(AVAILABLE RECORDS)
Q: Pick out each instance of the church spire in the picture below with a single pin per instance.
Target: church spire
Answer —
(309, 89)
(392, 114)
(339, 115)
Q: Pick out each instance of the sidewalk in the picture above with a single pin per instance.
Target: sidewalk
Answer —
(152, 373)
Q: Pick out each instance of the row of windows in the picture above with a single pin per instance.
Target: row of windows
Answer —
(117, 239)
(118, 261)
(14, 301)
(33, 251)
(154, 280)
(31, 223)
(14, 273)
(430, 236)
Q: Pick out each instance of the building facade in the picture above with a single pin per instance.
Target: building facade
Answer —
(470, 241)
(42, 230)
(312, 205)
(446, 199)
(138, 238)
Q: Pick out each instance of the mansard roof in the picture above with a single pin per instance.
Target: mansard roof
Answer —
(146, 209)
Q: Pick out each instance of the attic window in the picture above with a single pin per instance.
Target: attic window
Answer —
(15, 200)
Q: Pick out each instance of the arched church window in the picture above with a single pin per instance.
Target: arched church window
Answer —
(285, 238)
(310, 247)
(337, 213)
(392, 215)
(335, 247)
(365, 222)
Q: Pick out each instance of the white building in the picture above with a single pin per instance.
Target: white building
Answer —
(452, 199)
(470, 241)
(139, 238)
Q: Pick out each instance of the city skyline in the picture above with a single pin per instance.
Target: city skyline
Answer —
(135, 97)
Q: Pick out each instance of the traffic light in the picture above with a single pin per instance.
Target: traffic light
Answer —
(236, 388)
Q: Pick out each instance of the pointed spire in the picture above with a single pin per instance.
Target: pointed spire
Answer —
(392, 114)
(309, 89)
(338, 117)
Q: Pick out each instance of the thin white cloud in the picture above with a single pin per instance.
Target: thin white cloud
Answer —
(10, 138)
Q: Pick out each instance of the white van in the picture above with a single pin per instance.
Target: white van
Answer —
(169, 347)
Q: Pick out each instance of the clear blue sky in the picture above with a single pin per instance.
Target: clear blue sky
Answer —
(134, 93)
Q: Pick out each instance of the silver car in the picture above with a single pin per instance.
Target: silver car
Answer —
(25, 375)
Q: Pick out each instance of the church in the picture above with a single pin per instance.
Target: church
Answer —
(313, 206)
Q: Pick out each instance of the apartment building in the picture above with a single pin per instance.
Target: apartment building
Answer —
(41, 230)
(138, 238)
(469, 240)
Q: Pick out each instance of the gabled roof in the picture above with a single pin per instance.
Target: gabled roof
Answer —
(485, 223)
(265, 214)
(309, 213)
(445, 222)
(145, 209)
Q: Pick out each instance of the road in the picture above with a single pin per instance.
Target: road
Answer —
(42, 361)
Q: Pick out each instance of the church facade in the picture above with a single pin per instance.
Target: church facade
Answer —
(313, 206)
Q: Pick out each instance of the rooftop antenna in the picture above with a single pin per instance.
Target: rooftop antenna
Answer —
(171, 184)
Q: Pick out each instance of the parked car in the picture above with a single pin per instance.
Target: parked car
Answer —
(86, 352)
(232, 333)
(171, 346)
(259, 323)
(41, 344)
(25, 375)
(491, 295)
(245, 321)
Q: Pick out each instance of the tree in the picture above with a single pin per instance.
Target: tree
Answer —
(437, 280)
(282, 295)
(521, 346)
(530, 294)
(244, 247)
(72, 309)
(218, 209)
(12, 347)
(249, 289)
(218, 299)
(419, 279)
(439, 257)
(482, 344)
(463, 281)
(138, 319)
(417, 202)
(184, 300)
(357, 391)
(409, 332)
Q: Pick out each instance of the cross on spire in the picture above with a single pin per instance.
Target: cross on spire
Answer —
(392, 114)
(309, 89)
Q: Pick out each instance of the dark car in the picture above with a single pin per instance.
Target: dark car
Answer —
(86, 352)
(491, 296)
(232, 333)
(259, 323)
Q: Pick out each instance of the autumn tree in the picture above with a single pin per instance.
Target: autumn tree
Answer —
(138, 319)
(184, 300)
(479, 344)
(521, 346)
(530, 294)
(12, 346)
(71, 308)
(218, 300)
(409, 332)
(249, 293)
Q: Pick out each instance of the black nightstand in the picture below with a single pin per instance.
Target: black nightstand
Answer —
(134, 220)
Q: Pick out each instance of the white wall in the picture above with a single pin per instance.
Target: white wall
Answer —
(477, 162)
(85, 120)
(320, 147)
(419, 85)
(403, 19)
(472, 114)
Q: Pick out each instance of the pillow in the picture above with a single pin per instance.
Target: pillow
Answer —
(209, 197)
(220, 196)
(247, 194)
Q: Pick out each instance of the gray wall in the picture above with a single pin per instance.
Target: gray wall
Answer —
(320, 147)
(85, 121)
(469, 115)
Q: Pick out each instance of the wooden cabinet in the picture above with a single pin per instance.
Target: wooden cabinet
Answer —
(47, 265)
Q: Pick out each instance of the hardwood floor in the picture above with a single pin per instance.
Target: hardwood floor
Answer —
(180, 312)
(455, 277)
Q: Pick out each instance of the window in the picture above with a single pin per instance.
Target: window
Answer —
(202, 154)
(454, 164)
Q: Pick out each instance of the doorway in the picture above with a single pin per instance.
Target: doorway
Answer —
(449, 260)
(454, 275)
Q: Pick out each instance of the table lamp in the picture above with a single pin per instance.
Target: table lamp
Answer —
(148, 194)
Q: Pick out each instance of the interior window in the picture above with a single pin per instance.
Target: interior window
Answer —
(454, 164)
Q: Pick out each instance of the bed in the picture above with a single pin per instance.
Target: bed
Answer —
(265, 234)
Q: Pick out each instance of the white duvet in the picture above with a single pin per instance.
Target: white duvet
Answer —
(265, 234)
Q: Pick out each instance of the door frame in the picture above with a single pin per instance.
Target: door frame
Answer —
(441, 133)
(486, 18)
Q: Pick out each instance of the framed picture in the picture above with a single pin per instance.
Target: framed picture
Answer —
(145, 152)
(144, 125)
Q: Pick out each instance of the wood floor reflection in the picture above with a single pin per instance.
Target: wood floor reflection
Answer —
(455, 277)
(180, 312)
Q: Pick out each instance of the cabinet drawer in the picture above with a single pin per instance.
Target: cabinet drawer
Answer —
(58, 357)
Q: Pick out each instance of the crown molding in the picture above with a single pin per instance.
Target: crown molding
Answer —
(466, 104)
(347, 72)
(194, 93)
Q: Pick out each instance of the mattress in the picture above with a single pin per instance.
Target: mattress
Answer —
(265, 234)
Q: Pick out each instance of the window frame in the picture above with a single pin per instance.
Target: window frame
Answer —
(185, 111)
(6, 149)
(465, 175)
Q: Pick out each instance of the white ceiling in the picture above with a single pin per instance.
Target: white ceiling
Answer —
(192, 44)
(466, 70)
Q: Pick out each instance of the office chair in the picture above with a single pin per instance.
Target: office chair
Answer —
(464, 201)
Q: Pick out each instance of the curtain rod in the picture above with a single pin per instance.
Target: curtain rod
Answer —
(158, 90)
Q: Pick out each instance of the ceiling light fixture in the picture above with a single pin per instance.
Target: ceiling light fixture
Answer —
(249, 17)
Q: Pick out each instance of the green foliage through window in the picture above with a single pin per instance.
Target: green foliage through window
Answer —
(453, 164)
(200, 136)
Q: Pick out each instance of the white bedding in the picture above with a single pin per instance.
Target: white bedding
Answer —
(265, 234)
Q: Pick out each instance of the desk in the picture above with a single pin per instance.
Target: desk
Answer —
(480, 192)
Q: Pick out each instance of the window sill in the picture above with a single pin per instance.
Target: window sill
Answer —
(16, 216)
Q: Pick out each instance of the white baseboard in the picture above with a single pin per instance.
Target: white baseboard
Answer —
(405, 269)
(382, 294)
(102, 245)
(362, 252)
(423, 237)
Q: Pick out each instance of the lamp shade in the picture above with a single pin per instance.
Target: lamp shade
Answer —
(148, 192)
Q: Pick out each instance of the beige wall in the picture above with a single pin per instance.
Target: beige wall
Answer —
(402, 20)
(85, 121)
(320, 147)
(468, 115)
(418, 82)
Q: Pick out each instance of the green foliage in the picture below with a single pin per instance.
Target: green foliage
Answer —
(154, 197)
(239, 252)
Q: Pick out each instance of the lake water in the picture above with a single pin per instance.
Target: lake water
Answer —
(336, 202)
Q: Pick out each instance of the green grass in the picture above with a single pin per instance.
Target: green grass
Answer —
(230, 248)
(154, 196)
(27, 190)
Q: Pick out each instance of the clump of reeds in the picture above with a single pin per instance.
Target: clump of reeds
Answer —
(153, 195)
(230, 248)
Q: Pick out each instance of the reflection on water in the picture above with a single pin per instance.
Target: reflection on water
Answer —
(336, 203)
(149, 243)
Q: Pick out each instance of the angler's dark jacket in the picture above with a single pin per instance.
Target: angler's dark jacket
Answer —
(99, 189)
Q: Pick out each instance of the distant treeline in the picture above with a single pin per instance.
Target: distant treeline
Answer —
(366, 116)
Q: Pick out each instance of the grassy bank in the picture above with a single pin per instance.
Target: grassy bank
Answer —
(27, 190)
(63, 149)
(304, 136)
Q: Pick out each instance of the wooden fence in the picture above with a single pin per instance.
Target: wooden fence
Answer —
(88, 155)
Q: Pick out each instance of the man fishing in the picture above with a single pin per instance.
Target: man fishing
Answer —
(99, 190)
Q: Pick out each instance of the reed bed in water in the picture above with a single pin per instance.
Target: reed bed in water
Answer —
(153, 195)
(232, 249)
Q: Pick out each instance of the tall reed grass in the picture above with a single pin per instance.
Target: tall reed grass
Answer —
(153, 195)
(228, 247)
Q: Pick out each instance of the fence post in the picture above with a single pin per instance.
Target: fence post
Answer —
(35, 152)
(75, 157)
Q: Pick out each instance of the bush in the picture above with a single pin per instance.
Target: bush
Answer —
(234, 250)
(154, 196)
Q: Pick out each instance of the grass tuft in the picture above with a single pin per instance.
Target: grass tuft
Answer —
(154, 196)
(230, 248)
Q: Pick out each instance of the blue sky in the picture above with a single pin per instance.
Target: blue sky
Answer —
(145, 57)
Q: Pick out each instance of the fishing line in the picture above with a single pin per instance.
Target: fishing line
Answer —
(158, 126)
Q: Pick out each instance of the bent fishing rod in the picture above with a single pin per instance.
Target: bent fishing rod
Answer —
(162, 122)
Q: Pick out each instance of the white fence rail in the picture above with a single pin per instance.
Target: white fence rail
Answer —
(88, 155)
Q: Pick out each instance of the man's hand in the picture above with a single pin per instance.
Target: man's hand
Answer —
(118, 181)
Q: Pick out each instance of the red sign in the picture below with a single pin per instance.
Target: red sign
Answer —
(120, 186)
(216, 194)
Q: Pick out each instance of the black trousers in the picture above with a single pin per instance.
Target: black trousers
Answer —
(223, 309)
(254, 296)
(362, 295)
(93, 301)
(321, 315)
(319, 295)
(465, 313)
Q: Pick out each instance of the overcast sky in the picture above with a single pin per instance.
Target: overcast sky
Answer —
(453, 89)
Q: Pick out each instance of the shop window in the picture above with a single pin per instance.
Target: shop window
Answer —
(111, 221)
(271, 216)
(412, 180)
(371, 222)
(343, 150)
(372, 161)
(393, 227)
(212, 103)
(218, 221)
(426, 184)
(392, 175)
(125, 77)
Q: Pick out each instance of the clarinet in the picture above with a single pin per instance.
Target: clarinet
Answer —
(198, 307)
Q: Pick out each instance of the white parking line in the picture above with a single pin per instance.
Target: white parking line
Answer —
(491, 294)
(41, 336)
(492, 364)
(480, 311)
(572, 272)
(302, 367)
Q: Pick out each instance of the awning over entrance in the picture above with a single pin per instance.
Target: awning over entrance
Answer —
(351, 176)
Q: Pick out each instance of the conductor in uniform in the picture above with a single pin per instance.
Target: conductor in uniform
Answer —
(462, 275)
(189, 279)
(End AVAILABLE RECORDS)
Where in the records above does the word "post" appear? Copy each line that holds it.

Q: Pick out each instance of the fence post in the picture above with a single pin per instance.
Target: fence post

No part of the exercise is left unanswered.